▸ Brief: Could you convert all the lines below into a two-column CSV with the headers label_text and points, one row for each "Mark the…" line, holding its wording and every point listed under it, each value in one quoted field with line breaks replaced by spaces? Leave the pictures out.

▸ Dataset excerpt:
##############################

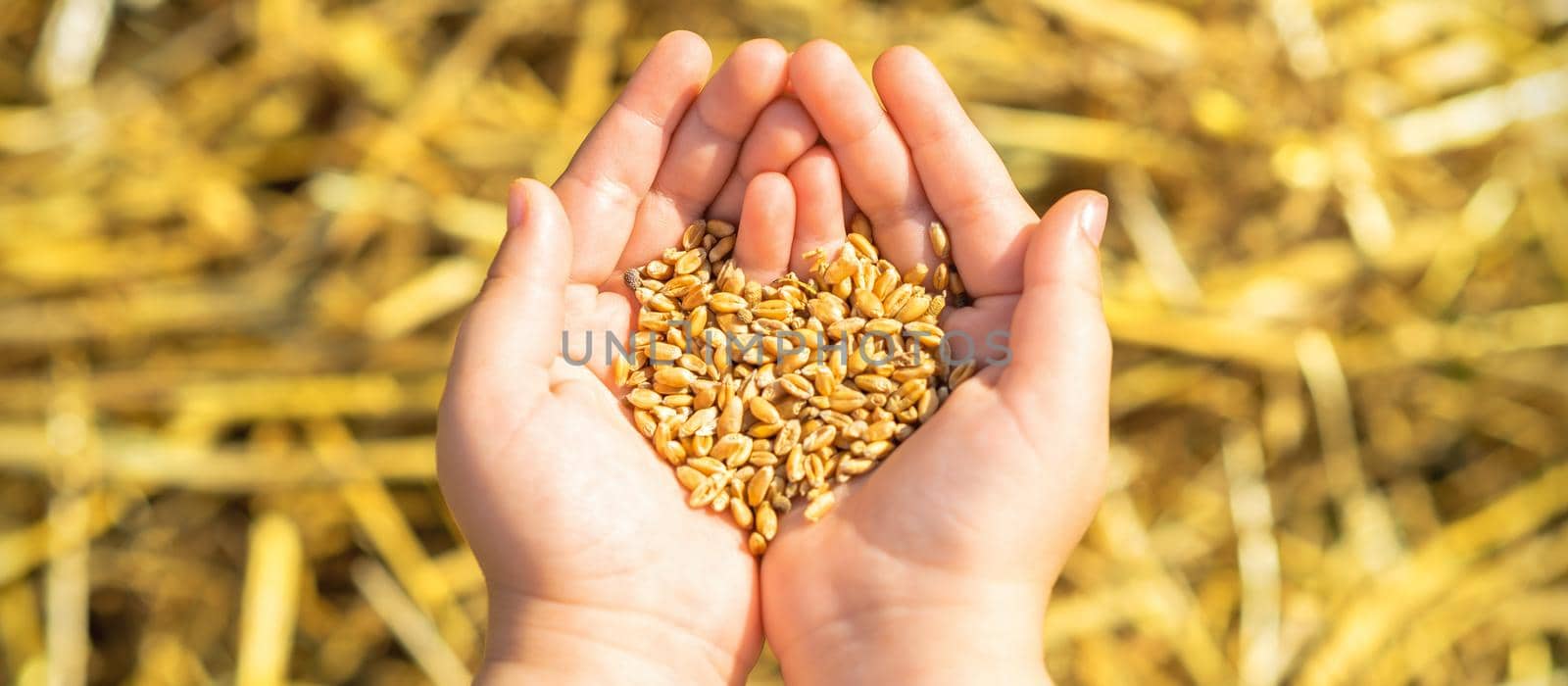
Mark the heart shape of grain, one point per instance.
(765, 393)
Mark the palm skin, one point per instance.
(598, 570)
(937, 568)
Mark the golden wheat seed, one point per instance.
(741, 513)
(861, 225)
(703, 494)
(694, 233)
(938, 235)
(819, 507)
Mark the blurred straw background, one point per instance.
(235, 240)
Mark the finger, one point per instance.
(819, 212)
(705, 148)
(961, 174)
(872, 157)
(767, 224)
(1058, 335)
(783, 133)
(613, 170)
(512, 329)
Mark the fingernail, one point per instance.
(1092, 217)
(514, 202)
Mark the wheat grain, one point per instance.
(747, 416)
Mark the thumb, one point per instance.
(514, 327)
(1060, 366)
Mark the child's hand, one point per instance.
(598, 570)
(938, 565)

##############################

▸ Answer below:
label_text,points
"Mark the heart shape of grain, one point per instance.","(765, 393)"
"Mark the palm skin, one point per instance.","(598, 570) (937, 568)"
"Mark the golden wheat seed, one point per instance.","(741, 513) (861, 225) (703, 494) (694, 233) (938, 235) (819, 507)"
"Mark the blurred straw background, one point per instance.","(235, 240)"
"Mark the finger, one point per instance.","(819, 212) (705, 148) (961, 174) (872, 157) (767, 224) (1058, 335) (783, 133) (613, 170) (512, 329)"
"Mark the fingernail, one point per instance.","(1092, 217) (514, 202)"
"Mark the wheat grain, one point per instance.","(747, 416)"
"Mark the thumb, one point per instance.","(514, 327) (1060, 366)"
"Mark the child's hand, one point per instance.","(598, 570) (938, 565)"